Records of labeled boxes:
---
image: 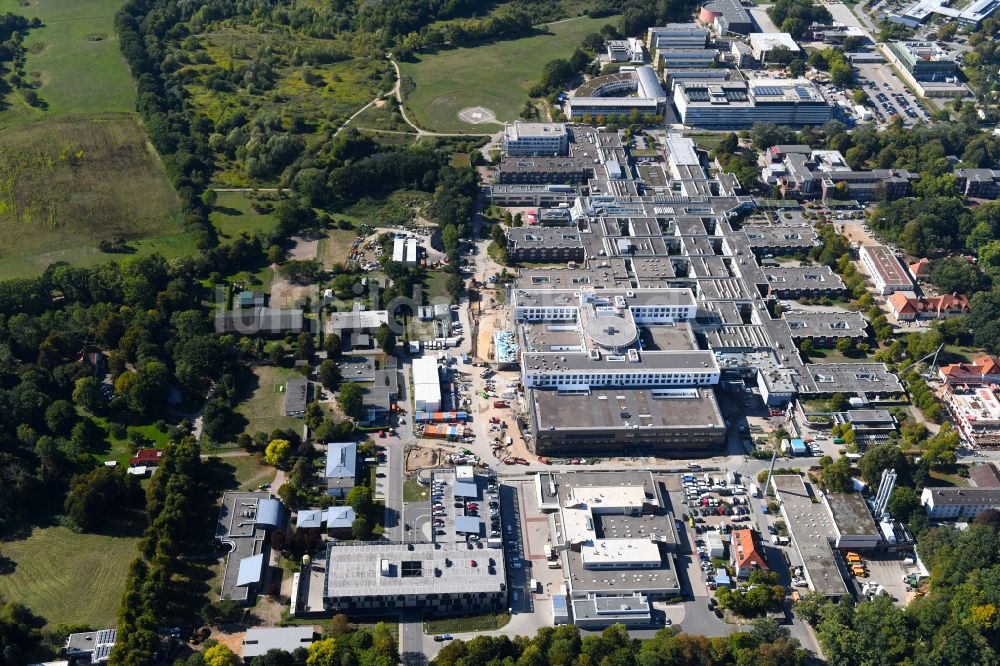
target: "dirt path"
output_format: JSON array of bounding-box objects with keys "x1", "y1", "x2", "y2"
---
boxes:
[{"x1": 389, "y1": 57, "x2": 493, "y2": 136}]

Objective:
Put each line of the items above into a Markdown table with the columns Row and Line. Skip blank lines and leave the pictures out.

Written response:
| Row | Line |
|---|---|
| 1 | --- |
| 2 | image:  |
| 3 | target: "dirt path" |
| 4 | output_format: JSON array of bounding-box objects with keys "x1", "y1", "x2", "y2" |
| 5 | --- |
| 6 | boxes: |
| 7 | [{"x1": 389, "y1": 57, "x2": 493, "y2": 136}] |